● **Directions for this task**: In the passage on Kosovo and Serbia relations below, turn the paragraph beginning "Negotiations facilitated by the European Union" into a short bulleted list that keeps its main facts.

● **Passage provided**:
## START

Kosovo unilaterally declared independence from Serbia in 2008, a move which Serbia rejects. Serbia does not recognize Kosovo as an independent state and continues to claim it as the Autonomous Province of Kosovo and Metohija. Initially there were no relations between the two; however, in the following years there has been increased dialogue and cooperation between the two sides.

Negotiations facilitated by the European Union resulted in the 2013 Brussels Agreement on the normalization of relations between the governments of Kosovo and Serbia. The agreement pledged both sides not to block the other in the EU accession process, defined the structure of the police and local elections in all parts of Kosovo, and also established the proposal of the Community of Serb Municipalities.

The United States-mediated diplomatic talks agreed on the interconnection of air, train and road traffic, while both parties signed the 2020 agreement on the normalisation of economic relations. Kosovo and Serbia are expected to become part of the single market, known as Open Balkan.

Both parties agreed to a proposed normalisation agreement in EU mediated dialogue in February 2023 and through further negotiations accepted a roadmap and timescale for its implementation the following month.

Reaction to declaration of independence

Serbia strongly opposed Kosovo's declaration of independence, which was declared on 17 February 2008.  On 12 February 2008, the Government of Serbia instituted an Action Plan to combat Kosovo's anticipated declaration, which stipulated, among other things, recalling the Serbian ambassadors for consultations in protest from any state recognising Kosovo, which it has consistently done. Activities of ambassadors from countries that have recognised independence are limited to meetings with Foreign Ministry lower officials. The Serbian Ministry of the Interior issued an arrest warrant against Hashim Thaçi, Fatmir Sejdiu and Jakup Krasniqi on 18 February 2008 on charges of high treason.

On 8 March 2008, the Serbian Prime Minister Vojislav Koštunica resigned, dissolving the coalition government, saying it was too divided over the Kosovo situation to carry on. A pre-term parliamentary election was held on 11 May 2008, together with local elections. President Boris Tadić stated that the government fell "because there was no agreement regarding further EU integration".

On 24 March 2008, Slobodan Samardžić, Minister for Kosovo and Metohija, proposed partitioning Kosovo along ethnic lines, asking the United Nations to ensure that Belgrade can control key institutions and functions in areas where Serbs form a majority but other members of the Government and the President denied these claims. On 25 March 2008, the outgoing Prime Minister, Vojislav Koštunica stated that membership in the EU should be "left aside," until Brussels stated whether it recognised Serbia within its existing borders.

## END

● **Dataset excerpt**:
## START

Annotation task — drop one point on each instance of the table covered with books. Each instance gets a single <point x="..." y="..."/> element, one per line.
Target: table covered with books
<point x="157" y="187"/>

## END

● **Correct output**:
- Negotiations facilitated by the EU led to the 2013 Brussels Agreement on normalizing relations between the governments of Kosovo and Serbia.
- Each side pledged not to block the other in the EU accession process.
- The agreement defined the structure of the police and of local elections in all parts of Kosovo.
- It established the proposal of the Community of Serb Municipalities.